任務清單
1. 請根據 OKVIS 重投影誤差這段文字作答：
(a) 投影誤差由哪兩者構成？
(b) 相關代碼位於哪個檔案中？
(c) 若地標尚未加入，斷言輸出的訊息是什麼？
2. 請接續 OKVIS 重投影誤差這段文字，從最後一行之後往下寫。

:: 文字片段

OKVIS Reprojection Error

誤差位置

新匹配的 3D 特徵點 和 2D 特徵點像素座標構成投影誤差，代碼在 estimator.hpp 中。

// Add an observation to a landmark.
template<class GEOMETRY_TYPE>
::ceres::ResidualBlockId Estimator::addObservation(uint64_t landmarkId,
                                                   uint64_t poseId,
                                                   size_t camIdx,
                                                   size_t keypointIdx) {
  OKVIS_ASSERT_TRUE_DBG(Exception, isLandmarkAdded(landmarkId),
                        "landmark not added");

  // avoid double observations
  okvis::KeypointIdentifier kid(poseId, camIdx, keypointIdx);
  if (landmarksMap_.at(landmarkId).observations.find(kid)

::::
:: 提供的資料

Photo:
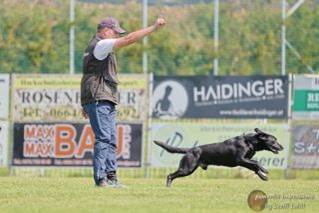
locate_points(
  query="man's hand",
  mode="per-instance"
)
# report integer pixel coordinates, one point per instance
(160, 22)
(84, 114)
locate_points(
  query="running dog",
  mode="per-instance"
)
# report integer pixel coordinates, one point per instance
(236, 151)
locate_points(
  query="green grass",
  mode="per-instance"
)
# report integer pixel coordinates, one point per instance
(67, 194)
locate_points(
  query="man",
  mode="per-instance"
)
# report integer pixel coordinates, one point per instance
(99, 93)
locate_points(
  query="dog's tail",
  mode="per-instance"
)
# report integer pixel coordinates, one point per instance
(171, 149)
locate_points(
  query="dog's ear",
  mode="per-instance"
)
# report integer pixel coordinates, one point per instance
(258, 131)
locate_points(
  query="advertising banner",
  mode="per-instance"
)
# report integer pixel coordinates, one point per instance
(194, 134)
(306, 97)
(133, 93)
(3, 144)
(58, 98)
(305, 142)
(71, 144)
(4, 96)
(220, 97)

::::
:: 提供的資料

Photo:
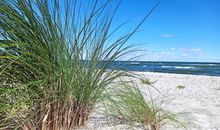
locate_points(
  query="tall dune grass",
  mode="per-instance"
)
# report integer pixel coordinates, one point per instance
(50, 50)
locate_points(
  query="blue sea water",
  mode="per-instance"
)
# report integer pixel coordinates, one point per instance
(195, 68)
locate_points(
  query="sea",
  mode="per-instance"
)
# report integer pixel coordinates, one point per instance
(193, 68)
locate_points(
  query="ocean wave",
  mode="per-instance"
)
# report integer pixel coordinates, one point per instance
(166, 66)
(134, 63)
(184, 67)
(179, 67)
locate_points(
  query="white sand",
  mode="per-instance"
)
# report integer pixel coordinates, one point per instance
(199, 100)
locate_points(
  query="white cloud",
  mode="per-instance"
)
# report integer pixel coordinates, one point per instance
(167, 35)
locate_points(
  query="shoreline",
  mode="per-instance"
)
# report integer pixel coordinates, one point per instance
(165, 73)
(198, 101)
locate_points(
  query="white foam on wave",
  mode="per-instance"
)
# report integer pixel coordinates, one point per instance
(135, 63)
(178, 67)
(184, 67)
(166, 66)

::::
:: 提供的資料

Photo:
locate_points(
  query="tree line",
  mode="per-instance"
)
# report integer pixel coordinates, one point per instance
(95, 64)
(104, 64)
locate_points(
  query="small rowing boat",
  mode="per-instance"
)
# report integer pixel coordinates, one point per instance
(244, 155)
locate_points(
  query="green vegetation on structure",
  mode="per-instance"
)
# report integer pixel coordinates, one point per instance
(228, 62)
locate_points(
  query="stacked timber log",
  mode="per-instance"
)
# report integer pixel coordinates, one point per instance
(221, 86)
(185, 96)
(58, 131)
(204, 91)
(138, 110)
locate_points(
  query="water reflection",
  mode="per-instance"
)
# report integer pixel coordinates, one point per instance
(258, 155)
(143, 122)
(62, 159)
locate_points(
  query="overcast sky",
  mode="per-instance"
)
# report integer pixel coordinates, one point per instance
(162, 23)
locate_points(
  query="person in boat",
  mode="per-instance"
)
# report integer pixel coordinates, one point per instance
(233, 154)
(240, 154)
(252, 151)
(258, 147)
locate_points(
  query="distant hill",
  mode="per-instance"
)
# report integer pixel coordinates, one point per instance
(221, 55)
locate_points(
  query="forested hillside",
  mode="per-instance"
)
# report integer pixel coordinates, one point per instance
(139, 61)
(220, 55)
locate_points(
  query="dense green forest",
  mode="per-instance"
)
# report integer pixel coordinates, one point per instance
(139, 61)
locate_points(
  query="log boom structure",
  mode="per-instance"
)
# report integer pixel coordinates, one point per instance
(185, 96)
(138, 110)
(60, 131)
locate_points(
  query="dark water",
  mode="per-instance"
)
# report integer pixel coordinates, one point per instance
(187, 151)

::::

參考答案
1.
(a) 新匹配的 3D 特徵點和 2D 特徵點像素座標。
(b) estimator.hpp。
(c) "landmark not added"。

2.
      != landmarksMap_.at(landmarkId).observations.end()) {
    return NULL;
  }

  // get the keypoint measurement
  okvis::MultiFramePtr multiFramePtr = multiFramePtrMap_.at(poseId);
  Eigen::Vector2d measurement;
  multiFramePtr->getKeypoint(camIdx, keypointIdx, measurement);
  Eigen::Matrix2d information = Eigen::Matrix2d::Identity();
  double size = 1.0;
  multiFramePtr->getKeypointSize(camIdx, keypointIdx, size);
  information *= 64.0 / (size * size);

  // create error term
  std::shared_ptr < ceres::ReprojectionError
      < GEOMETRY_TYPE
          >> reprojectionError(
              new ceres::ReprojectionError<GEOMETRY_TYPE>(
                  multiFramePtr->template geometryAs<GEOMETRY_TYPE>(camIdx),
                  camIdx, measurement, information));

  ::ceres::ResidualBlockId retVal = mapPtr_->addResidualBlock(
      reprojectionError,
      cauchyLossFunctionPtr_ ? cauchyLossFunctionPtr_.get() : NULL,
      mapPtr_->parameterBlockPtr(poseId),
      mapPtr_->parameterBlockPtr(landmarkId),
      mapPtr_->parameterBlockPtr(
          statesMap_.at(poseId).sensors.at(SensorStates::Camera).at(camIdx).at(
              CameraSensorStates::T_SCi).id));

  // remember
  landmarksMap_.at(landmarkId).observations.insert(
      std::pair<okvis::KeypointIdentifier, uint64_t>(
          kid, reinterpret_cast<uint64_t>(retVal)));

  return retVal;
}

構造函數

// Default constructor.
template<class GEOMETRY_T>
ReprojectionError<GEOMETRY_T>::ReprojectionError()
    : cameraGeometry_(new camera_geometry_t) {
}

// Construct with measurement and information matrix.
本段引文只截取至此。